*TEXTO EXTRAÍDO*
- - - -

Sou um homem de obsessões. Uma delas é que não controlamos a vida. Mas, mesmo assim, devemos tentar ter algum controle sobre ela. Ao final, sempre somos derrotados. Se pensarmos nisso, nada vale a pena. Mas, antes da morte, tudo vale a pena justamente porque nunca venceremos a batalha. Não há qualquer outra dignidade na vida além da do herói épico que combate 1 milhão de inimigos.
Revi o maravilhoso "Revelações", com Anthony Hopkins (Coleman Silk) e a bela Nicole Kidman (Faunia Farley). O filme é baseado no romance de Philip Roth "A Marca Humana".
Este romance guarda um segredo que não deve ser revelado, sob pena de destruir seu impacto. Ele devia ser lido por todo mundo acometido da doença do século: a superficialidade de alma. Não se combate essa doença com alguma teoria sobre a vida (como pensam os superficiais ilustrados), mas unicamente com o mais puro
impasse.
Silk é um "scholar" de literatura que tem sua vida destruída porque usa a palavra "spook" ("fantasma", mas que tem um segundo possível significado, "negro", no sentido pejorativo) para dois alunos que nunca iam à aula.

- - - -

*ATIVIDADE A*
Segundo o texto sobre o filme "Revelações", em qual romance o filme é baseado?
*ATIVIDADE B*
Transcreva do texto sobre o filme "Revelações", sem nenhuma alteração, o trecho que vai de "Sou um homem" até "milhão de inimigos.".
*ATIVIDADE C*
Prossiga o texto sobre o filme "Revelações" a partir do ponto em que ele termina.
Os registros que vêm a seguir não têm relação com o texto.

- - - -

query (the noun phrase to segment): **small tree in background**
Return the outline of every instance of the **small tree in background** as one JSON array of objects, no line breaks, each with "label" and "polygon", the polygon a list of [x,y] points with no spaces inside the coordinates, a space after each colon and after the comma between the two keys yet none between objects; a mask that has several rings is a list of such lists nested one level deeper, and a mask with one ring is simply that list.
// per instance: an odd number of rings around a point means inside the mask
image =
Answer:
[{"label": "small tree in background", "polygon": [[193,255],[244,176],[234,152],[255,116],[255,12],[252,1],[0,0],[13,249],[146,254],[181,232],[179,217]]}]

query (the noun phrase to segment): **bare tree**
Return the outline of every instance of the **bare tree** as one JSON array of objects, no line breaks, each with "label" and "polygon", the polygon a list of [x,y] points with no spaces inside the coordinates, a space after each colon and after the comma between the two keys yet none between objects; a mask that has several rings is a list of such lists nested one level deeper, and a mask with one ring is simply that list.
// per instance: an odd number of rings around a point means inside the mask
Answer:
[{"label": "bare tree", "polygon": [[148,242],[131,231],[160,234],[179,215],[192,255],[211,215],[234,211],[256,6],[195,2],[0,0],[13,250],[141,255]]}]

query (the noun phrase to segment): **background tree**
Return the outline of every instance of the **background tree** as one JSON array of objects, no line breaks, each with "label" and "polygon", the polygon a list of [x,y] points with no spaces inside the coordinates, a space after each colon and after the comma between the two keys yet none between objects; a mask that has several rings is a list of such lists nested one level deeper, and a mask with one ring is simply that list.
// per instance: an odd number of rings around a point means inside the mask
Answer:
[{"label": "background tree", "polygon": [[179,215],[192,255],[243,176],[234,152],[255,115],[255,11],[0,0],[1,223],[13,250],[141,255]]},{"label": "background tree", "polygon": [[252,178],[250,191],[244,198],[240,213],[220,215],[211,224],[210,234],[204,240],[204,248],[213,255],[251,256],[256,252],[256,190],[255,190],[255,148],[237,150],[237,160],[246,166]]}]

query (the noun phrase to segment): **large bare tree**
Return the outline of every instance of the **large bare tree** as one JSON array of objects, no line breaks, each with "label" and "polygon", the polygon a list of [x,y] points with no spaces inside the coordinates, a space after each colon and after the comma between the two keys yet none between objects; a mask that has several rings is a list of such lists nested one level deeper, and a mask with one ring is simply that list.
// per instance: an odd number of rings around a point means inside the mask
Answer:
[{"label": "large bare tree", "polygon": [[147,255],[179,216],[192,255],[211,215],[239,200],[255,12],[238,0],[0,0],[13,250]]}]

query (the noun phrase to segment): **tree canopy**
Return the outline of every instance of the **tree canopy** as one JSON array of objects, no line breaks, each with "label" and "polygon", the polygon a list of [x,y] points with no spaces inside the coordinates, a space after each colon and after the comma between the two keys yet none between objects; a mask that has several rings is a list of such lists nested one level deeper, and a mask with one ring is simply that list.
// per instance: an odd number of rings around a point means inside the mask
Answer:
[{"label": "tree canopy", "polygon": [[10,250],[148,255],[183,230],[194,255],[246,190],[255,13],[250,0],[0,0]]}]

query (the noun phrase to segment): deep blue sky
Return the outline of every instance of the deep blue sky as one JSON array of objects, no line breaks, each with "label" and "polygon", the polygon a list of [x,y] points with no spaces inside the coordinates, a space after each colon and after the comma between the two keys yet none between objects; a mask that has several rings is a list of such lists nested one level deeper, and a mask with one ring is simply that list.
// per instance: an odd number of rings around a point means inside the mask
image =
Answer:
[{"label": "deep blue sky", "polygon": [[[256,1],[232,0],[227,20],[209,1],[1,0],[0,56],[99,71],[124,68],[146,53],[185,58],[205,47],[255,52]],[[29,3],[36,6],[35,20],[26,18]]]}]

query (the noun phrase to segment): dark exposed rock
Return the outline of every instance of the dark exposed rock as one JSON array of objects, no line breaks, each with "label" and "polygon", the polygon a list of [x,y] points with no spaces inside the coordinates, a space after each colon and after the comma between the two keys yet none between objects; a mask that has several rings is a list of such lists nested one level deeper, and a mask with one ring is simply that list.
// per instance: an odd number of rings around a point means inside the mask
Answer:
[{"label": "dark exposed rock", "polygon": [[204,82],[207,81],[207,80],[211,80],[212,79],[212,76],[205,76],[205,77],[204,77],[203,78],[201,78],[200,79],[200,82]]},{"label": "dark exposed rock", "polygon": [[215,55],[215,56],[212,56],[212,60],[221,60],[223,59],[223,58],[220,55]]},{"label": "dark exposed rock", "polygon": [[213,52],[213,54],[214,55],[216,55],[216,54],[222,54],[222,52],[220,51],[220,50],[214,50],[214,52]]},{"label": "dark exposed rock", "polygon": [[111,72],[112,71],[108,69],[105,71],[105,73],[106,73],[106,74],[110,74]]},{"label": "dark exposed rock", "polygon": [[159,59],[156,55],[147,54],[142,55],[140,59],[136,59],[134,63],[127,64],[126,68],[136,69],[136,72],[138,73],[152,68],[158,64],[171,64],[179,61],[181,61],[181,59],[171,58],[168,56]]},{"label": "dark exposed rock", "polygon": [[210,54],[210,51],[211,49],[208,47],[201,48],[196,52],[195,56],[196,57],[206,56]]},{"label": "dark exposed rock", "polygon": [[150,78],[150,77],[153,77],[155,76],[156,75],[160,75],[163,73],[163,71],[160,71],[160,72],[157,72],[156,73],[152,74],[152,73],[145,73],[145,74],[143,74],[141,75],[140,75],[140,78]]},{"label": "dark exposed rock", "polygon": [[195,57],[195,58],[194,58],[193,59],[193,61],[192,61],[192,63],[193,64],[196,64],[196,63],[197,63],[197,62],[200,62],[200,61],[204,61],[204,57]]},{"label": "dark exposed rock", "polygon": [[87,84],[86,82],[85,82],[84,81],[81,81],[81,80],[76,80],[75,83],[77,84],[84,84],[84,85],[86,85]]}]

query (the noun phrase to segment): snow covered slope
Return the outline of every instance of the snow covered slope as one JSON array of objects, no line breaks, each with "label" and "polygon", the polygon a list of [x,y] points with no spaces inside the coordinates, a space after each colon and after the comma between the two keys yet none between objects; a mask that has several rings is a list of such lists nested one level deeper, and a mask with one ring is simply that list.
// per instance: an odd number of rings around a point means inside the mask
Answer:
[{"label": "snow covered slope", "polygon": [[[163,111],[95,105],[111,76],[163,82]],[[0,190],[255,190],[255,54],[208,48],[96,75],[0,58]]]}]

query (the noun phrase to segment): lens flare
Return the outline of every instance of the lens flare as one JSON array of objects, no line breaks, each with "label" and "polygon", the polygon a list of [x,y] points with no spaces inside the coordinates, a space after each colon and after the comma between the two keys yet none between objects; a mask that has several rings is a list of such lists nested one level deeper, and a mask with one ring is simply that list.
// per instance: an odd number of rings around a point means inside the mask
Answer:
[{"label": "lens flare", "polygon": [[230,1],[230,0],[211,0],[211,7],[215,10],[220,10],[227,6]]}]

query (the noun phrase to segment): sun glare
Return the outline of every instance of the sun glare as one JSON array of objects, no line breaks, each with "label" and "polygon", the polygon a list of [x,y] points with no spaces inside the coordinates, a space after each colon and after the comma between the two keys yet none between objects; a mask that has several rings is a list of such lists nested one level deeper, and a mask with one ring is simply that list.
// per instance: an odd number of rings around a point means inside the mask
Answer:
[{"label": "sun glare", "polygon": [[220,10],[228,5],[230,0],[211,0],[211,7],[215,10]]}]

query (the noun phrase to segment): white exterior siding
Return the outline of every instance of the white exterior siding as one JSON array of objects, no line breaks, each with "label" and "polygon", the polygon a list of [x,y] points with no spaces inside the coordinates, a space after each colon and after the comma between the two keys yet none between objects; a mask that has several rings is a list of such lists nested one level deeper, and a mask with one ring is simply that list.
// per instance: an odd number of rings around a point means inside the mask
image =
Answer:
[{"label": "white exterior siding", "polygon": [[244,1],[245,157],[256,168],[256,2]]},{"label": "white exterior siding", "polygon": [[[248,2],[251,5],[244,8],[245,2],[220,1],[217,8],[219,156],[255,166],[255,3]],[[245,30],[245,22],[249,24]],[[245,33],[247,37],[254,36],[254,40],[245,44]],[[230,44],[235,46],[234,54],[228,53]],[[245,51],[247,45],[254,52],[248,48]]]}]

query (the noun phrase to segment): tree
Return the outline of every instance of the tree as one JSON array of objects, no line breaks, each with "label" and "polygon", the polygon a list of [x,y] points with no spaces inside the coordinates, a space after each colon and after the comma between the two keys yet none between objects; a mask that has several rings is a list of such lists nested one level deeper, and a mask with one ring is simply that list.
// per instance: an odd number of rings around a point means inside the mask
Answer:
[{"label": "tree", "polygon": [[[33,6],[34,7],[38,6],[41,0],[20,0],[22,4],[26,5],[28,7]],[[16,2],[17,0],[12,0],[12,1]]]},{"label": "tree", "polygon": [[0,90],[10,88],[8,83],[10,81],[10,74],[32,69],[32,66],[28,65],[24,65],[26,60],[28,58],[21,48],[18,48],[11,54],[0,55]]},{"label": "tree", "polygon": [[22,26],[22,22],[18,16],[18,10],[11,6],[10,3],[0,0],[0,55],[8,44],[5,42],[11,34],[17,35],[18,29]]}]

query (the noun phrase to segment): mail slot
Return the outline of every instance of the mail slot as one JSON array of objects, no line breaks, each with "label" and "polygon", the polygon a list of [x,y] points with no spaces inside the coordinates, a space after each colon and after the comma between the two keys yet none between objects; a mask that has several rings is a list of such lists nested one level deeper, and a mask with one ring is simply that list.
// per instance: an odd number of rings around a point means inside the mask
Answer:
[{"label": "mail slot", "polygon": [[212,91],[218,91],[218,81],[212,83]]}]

- - - -

*RESPOSTA A*
No romance "A Marca Humana", de Philip Roth.

*RESPOSTA B*
Sou um homem de obsessões. Uma delas é que não controlamos a vida. Mas, mesmo assim, devemos tentar ter algum controle sobre ela. Ao final, sempre somos derrotados. Se pensarmos nisso, nada vale a pena. Mas, antes da morte, tudo vale a pena justamente porque nunca venceremos a batalha. Não há qualquer outra dignidade na vida além da do herói épico que combate 1 milhão de inimigos.

*RESPOSTA C*
Apesar de que ele não os conhecia, e, portanto, não sabia que eram negros, os dois alunos "se ofendem" mortalmente e, por isso, Silk sofre um processo na universidade por racismo. É humilhado por seus colegas. Pede demissão. Sua mulher morre do coração de desespero. Ele tem sua vida arruinada. A universidade, como sempre, quanto se trata de política, é o pior antro de canalhas da face da Terra.
Intelectuais são os "comissários do povo" mais temíveis da história. Comissários do povo eram canalhas comunistas que serviam a ideologia do partido. Intelectual com ideologia deve ser evitado como uma praga.
Sou um vocacionado à tristeza, mas resisto bem. As pessoas a minha volta sempre me salvam, mesmo que sem querer. Livros e filmes como esses me deixam felizes porque vejo neles o que vejo em mim: o sentido da vida que brota do fracasso, do impasse.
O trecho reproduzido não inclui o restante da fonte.